• _DATA LINES_:
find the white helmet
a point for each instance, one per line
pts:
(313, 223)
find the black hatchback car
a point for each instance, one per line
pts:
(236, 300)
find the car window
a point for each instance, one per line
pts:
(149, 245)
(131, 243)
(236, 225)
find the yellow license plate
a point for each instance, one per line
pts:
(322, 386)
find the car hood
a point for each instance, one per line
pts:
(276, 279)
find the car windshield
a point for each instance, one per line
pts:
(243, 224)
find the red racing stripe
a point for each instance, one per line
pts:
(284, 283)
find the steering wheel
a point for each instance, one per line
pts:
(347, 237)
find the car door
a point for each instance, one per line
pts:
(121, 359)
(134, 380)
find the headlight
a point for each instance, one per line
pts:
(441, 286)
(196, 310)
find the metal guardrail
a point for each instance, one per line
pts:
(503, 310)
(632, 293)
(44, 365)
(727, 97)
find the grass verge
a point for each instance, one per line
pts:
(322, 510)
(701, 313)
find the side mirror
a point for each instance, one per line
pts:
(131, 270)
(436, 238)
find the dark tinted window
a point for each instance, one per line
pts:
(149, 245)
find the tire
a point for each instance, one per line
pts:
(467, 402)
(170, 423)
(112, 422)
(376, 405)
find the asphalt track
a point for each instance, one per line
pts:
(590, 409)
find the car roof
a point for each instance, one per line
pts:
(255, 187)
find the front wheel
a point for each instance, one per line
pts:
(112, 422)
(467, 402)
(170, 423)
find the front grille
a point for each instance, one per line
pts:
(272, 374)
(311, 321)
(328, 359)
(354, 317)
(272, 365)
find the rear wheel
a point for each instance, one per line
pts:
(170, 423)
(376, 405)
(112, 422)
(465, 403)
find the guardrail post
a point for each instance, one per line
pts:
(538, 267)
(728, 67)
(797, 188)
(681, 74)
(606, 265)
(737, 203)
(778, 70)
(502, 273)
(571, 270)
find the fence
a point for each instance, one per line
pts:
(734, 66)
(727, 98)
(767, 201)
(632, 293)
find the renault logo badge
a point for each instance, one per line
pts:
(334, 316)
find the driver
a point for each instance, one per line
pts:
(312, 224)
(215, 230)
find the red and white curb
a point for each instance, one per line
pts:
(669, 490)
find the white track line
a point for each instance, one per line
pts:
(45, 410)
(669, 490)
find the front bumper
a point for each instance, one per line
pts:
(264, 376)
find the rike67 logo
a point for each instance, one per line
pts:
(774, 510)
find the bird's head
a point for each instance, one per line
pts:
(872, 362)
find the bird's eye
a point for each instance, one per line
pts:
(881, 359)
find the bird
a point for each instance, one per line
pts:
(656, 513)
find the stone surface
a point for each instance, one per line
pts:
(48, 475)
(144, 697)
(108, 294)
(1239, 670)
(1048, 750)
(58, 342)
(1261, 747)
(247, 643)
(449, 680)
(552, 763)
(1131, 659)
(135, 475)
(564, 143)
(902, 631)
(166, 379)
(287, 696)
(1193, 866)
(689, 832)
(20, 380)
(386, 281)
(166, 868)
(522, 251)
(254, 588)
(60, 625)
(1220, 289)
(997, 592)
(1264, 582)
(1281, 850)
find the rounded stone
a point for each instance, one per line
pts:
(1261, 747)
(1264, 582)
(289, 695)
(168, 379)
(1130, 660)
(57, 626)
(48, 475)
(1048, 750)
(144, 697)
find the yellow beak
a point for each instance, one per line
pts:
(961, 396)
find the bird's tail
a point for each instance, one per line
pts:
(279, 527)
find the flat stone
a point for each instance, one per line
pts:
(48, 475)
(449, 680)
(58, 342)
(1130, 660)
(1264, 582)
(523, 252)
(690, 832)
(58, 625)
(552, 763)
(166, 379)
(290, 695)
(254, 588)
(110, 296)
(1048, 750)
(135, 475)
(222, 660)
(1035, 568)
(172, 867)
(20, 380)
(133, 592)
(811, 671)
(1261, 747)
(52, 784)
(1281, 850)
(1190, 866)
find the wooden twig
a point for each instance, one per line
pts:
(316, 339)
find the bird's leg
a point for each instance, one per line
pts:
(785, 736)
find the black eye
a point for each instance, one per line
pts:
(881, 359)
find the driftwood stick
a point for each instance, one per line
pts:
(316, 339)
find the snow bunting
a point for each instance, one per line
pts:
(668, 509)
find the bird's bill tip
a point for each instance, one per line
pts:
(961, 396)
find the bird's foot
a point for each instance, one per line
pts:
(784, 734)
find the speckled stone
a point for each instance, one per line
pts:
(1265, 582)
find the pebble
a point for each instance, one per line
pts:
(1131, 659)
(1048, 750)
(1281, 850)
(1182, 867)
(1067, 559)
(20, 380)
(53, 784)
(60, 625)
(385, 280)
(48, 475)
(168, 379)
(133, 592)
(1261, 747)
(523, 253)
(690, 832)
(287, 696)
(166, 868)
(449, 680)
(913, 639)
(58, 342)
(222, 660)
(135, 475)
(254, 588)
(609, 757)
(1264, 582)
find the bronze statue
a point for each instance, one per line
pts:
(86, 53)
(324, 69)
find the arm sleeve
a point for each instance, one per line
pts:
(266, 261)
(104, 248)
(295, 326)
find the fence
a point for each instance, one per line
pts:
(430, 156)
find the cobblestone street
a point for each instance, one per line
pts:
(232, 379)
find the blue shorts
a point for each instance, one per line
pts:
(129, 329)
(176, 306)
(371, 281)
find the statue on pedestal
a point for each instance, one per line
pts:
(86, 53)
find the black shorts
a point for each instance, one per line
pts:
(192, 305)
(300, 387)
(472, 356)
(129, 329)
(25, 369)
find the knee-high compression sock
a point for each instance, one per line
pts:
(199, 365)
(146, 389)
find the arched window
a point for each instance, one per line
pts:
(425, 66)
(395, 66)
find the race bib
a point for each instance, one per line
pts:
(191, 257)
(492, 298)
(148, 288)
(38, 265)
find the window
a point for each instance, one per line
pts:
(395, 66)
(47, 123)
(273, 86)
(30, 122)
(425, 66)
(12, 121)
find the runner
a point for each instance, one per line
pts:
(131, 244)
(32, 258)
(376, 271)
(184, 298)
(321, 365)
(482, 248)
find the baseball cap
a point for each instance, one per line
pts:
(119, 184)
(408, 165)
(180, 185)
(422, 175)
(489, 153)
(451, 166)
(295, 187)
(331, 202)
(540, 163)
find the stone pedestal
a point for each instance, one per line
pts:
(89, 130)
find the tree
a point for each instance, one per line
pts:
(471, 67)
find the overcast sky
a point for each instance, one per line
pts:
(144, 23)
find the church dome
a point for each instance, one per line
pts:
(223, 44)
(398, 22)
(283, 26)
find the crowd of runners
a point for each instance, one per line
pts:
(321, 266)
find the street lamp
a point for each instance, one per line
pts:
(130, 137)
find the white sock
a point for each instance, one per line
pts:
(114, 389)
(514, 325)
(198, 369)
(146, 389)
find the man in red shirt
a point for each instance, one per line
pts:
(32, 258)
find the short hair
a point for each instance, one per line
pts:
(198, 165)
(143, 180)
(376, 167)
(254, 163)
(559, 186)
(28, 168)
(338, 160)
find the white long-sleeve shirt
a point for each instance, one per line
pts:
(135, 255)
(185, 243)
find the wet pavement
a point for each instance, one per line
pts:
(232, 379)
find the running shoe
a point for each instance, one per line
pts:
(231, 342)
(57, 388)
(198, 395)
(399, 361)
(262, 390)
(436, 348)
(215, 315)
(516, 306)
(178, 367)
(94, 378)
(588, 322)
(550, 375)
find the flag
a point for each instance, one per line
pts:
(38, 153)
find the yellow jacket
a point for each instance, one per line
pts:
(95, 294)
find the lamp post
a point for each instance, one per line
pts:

• _STATED PROBLEM_: Rescale the part of the material that opens with the line containing "find the crowd of runners" and closes with the end of the material. Write out every line of that part again, including lines without coordinates, and multiply each point coordinate by 2.3, rounding to whole numbers with halves rounded up.

• _TASK OUTPUT_:
find the crowd of runners
a point for each instance, one per line
pts:
(738, 612)
find the street lamp
a point for each instance, one per line
pts:
(299, 315)
find the white sock
a point for each instance, one per line
pts:
(262, 895)
(1182, 748)
(455, 849)
(336, 895)
find the man in red shirt
a point for each instance, one per line
pts:
(74, 593)
find the short hair
a point for each instance, one per line
pts:
(455, 380)
(329, 414)
(865, 384)
(584, 375)
(1286, 428)
(64, 386)
(777, 368)
find the white long-sleeve shirt
a point for each instance, one per line
pts:
(311, 587)
(426, 559)
find the wet pavement
a point for each instance, one per line
pts:
(534, 872)
find the running shoe
a point for each instance, one per line
pts:
(531, 787)
(131, 892)
(455, 909)
(918, 830)
(603, 897)
(1003, 800)
(495, 725)
(1187, 704)
(409, 844)
(216, 869)
(1352, 741)
(1265, 863)
find the flag
a point for each instance, one per line
pts:
(87, 352)
find the yellow jacket
a point for each instance, one per line
pts:
(219, 676)
find the lamp post
a point for each instance, one per line
pts:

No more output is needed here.